◆ TEXT BLOCK ◆
Barge hits Arkansas River bridge; at least 9 vehicles in water

? A barge knocked out a 500-foot section of an interstate bridge over the Arkansas River on Sunday, sending at least nine vehicles plunging into the water and leaving at least half a dozen people trapped, authorities said.

Six cars and three tractor-trailers could be seen in the water, and dive teams were on the way to the scene, in the southwest part of the state, said Sgt. Jarrett Johnson of the Oklahoma Highway Patrol.

Six to 11 people remained trapped in submerged vehicles hours after the collapse, said Rebecca Smith with Muskogee County Emergency Management Services.

“We anticipate several fatalities,” Smith said. At least four people were being treated for injuries.

A second bridge where traffic would have tried to pass after the Interstate 40 bridge collapsed also was hit Sunday morning and was shaking but hadn’t collapsed, said Webbers Falls Mayor Jewell Horn. It wasn’t clear if the same barge hit both bridges. Horn said that bridge had since been closed.

The I-40 bridge collapsed at 7:48 a.m. during a severe thunderstorm, according to the Highway Patrol, but Horn said it wasn’t clear when the barge hit it. The collision could have happened before dawn and the bridge could have later collapsed under the weight of the vehicles, she said. She said the bridge was about 20 years old and 100 feet high.

◆ REQUIRED ACTION ◆
Return the complete news article about the barge striking the Arkansas River bridge, word for word.

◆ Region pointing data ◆
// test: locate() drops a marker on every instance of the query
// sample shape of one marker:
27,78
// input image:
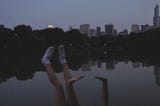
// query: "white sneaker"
45,59
61,51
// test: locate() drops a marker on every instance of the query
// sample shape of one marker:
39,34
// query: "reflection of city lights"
50,26
70,44
105,52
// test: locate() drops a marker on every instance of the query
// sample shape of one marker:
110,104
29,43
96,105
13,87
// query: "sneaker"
47,55
61,51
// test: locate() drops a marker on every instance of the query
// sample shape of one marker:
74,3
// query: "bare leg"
104,90
59,92
72,99
60,99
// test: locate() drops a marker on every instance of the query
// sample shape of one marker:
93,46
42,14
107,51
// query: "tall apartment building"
85,29
135,28
109,29
156,17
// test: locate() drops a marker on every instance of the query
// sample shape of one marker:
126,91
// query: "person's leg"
104,90
72,99
59,92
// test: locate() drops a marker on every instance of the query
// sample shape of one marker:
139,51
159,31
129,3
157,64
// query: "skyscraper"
156,17
109,29
98,31
85,29
135,28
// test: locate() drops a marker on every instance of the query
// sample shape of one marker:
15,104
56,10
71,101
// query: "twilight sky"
64,13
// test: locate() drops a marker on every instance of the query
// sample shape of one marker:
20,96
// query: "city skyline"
39,14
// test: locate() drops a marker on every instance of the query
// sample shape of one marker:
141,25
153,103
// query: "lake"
129,84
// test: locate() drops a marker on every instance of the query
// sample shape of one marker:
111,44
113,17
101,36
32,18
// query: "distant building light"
50,26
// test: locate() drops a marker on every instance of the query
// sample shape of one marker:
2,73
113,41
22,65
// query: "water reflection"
157,74
137,78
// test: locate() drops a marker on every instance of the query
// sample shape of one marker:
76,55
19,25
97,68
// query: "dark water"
129,83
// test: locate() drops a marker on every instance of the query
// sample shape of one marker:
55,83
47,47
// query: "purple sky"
64,13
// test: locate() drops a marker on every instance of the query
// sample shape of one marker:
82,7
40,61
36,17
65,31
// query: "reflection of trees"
21,49
157,74
22,64
19,64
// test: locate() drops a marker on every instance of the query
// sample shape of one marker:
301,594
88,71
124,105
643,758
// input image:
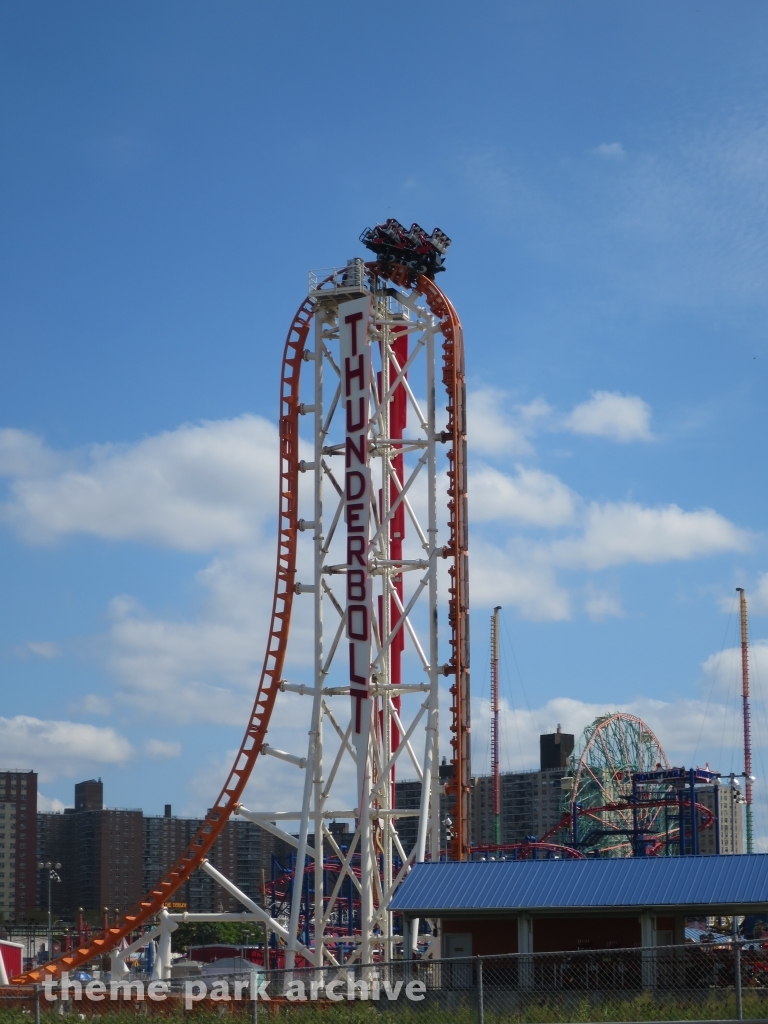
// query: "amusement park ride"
366,354
374,367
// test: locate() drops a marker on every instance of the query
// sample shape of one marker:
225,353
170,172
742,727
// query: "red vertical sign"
355,389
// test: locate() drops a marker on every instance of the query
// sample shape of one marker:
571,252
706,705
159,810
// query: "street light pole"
51,868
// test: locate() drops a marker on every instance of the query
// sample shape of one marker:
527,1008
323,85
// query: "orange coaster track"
455,551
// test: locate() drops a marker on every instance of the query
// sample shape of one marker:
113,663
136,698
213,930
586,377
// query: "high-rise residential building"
730,808
17,843
99,849
110,857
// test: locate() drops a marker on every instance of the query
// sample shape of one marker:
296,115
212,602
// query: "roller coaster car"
415,249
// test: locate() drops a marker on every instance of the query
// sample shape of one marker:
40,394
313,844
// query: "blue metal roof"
636,882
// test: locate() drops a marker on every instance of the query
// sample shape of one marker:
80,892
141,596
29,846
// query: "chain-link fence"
672,983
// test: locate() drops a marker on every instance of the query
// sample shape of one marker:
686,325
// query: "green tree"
209,933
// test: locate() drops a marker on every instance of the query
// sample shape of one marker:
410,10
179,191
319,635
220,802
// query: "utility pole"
745,712
495,725
52,870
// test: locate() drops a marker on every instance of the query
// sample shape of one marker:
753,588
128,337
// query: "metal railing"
671,983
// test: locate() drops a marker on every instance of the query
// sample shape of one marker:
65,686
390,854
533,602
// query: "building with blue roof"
484,907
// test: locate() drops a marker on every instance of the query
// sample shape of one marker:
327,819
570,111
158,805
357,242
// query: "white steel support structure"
398,737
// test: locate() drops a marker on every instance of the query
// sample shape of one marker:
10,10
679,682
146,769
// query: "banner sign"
355,392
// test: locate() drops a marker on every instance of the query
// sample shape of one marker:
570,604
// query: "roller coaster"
363,359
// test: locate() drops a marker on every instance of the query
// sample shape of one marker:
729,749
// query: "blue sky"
169,175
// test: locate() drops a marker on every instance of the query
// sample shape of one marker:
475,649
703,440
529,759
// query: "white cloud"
46,648
24,454
194,488
162,749
607,414
610,151
529,497
615,535
497,427
507,577
687,730
59,748
49,805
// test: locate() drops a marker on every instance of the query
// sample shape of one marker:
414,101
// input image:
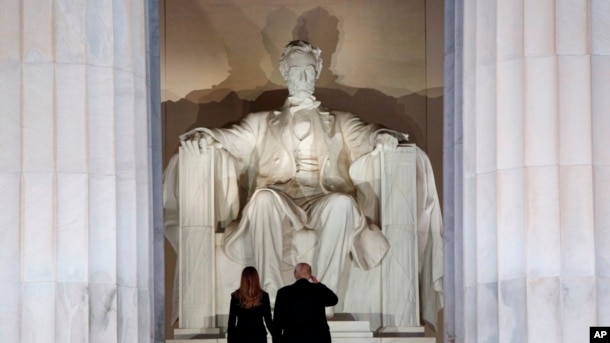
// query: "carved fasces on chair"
197,228
399,268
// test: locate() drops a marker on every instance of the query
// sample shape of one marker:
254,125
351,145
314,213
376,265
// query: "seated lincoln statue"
302,206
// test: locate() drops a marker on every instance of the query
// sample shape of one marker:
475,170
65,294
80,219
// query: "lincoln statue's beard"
301,89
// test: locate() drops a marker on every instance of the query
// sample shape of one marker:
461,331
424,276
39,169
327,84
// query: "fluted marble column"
527,170
79,153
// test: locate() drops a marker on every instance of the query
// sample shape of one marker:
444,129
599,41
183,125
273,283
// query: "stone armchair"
398,193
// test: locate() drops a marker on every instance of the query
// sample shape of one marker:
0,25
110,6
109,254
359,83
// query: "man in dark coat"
299,314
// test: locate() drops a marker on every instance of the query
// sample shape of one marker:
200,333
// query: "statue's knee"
263,198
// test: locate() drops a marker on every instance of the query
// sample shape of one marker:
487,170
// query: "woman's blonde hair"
249,294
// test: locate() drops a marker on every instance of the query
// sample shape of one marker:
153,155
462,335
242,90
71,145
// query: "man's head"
300,66
302,271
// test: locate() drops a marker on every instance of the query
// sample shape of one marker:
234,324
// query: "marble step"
343,327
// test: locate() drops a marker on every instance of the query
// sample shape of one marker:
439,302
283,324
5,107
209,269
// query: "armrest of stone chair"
396,191
200,191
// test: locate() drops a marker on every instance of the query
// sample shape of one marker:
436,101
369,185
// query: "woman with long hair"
250,305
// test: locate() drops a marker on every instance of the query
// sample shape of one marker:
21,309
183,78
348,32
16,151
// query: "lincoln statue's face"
301,74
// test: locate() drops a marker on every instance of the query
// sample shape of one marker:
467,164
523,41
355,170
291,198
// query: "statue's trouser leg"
335,217
270,232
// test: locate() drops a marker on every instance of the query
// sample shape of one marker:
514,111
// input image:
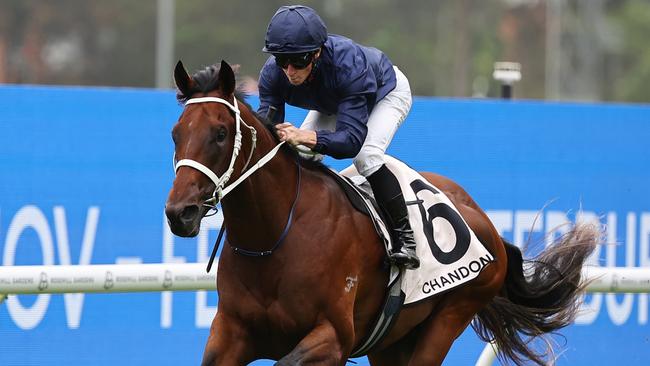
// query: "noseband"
221,190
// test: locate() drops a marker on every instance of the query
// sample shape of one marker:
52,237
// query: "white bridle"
221,190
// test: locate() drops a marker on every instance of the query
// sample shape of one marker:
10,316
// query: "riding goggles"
297,60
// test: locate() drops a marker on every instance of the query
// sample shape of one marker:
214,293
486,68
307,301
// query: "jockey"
357,100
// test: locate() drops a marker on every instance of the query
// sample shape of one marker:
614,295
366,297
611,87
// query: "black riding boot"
390,199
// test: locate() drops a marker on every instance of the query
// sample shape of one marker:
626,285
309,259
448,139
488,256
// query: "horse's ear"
226,78
182,79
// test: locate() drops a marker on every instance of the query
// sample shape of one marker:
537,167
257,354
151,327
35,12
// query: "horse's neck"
256,212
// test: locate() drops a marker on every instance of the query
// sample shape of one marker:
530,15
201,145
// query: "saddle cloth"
449,251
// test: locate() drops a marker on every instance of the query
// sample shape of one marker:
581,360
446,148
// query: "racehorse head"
206,145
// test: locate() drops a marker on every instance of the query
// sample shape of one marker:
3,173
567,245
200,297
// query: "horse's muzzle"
184,220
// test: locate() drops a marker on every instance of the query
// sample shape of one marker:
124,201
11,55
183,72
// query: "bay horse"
285,288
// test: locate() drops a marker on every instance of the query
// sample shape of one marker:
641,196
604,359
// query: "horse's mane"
207,80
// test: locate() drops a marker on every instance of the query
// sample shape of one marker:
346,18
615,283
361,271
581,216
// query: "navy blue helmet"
295,29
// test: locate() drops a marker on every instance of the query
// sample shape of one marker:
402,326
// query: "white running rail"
98,278
107,278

◆ SOLVED PROBLEM ◆
Barge hits Arkansas River bridge; at least 9 vehicles in water

? A barge knocked out a 500-foot section of an interstate bridge over the Arkansas River on Sunday, sending at least nine vehicles plunging into the water and leaving at least half a dozen people trapped, authorities said.

Six cars and three tractor-trailers could be seen in the water, and dive teams were on the way to the scene, in the southwest part of the state, said Sgt. Jarrett Johnson of the Oklahoma Highway Patrol.

Six to 11 people remained trapped in submerged vehicles hours after the collapse, said Rebecca Smith with Muskogee County Emergency Management Services.

“We anticipate several fatalities,” Smith said. At least four people were being treated for injuries.

A second bridge where traffic would have tried to pass after the Interstate 40 bridge collapsed also was hit Sunday morning and was shaking but hadn’t collapsed, said Webbers Falls Mayor Jewell Horn. It wasn’t clear if the same barge hit both bridges. Horn said that bridge had since been closed.

The I-40 bridge collapsed at 7:48 a.m. during a severe thunderstorm, according to the Highway Patrol, but Horn said it wasn’t clear when the barge hit it. The collision could have happened before dawn and the bridge could have later collapsed under the weight of the vehicles, she said. She said the bridge was about 20 years old and 100 feet high.